文書抜粋 »
########

有智子内親王墓所(2010年11月27日撮影)


参考論文:
・所京子「有智子内親王の生涯と作品」
 (『聖徳学園女子短期大学紀要』(12), p186-172, 1986) ※機関リポジトリ全文あり
※その他関連論文はこちらを参照のこと。




嵯峨天皇
史料 年月日 記述
年中行事秘抄 弘仁4年 【斎院司設置】
 四月 中午日 斎王禊事
 延暦十二癸酉。北野山中天皇行幸。而諸臣却奉后也。于時遭大火給。祈申。始奉鴨上下兩社大祭●。率供奉諸司。并奉斎内親王。又云。嵯峨平城有隙不穆。于時嵯峨祈祷有感。祠奉斎王云々。
弘仁四年。始置斎院司官職員。

●=㕝(古+又。事の異体字。こちらを参照(字源))
類聚国史 弘仁9年1月21日 【斎院司設置】
(職官十二 齋院司)
 始置斎院司。宮主一員。長官一員。次官一員。判官一員。主典二員。
日本紀略 弘仁9年5月22日  始置斎院司宮主一員。長官一員。次官一員。判官一員。主典二員。
類聚国史 天長3年7月26日 【斎院司に賜田】
(職官十二 齋院司)
 攝津國垂水庄公田一町八段。賜斎院司。
日本紀略 弘仁13年2月28日 【斎院有智子内親王、三品に叙品】
 幸無品有智子内親王山庄。上欣然賦詩。
群臣献詩者衆。賜禄。有差。是日。親王授三品。
淳和天皇
史料 年月日 記述
類聚国史 天長8年12月8日 【斎院有智子内親王退下】
(神祇五 賀茂斎院)
 替賀茂齋内親王。其辞曰。天皇<我>御命<尓>坐。掛畏皇大神<尓>申給<波久>。皇大神<乃>阿礼乎止売<尓><礼留>内親王(有智子)。齢<毛>老。身<乃><美毛><尓><弖>。令退出<留><尓>。時子女王<乎>。卜食定<弖>進状<乎>。參議左大辨正四位下藤原朝臣愛發<乎>差使<弖>申給<波久止>申。并奉幣。

########

提供資料 »
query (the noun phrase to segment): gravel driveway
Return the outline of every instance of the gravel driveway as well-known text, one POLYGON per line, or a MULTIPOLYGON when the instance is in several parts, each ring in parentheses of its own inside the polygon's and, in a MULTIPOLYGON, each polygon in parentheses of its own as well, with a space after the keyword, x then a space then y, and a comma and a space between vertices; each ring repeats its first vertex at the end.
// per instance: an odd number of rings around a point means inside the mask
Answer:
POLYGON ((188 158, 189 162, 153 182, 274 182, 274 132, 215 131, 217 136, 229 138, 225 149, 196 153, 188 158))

########

設問 »
有智子内親王に関する文書抜粋のうち、「始置斎院司。宮主一員。長官一員。次官一員。判官一員。主典二員。」以下「群臣献詩者衆。賜禄。有差。是日。親王授三品。」までをすべて、一字も変えずに引用せよ。

解答例 »
始置斎院司。宮主一員。長官一員。次官一員。判官一員。主典二員。
日本紀略 弘仁9年5月22日  始置斎院司宮主一員。長官一員。次官一員。判官一員。主典二員。
類聚国史 天長3年7月26日 【斎院司に賜田】
(職官十二 齋院司)
 攝津國垂水庄公田一町八段。賜斎院司。
日本紀略 弘仁13年2月28日 【斎院有智子内親王、三品に叙品】
 幸無品有智子内親王山庄。上欣然賦詩。
群臣献詩者衆。賜禄。有差。是日。親王授三品。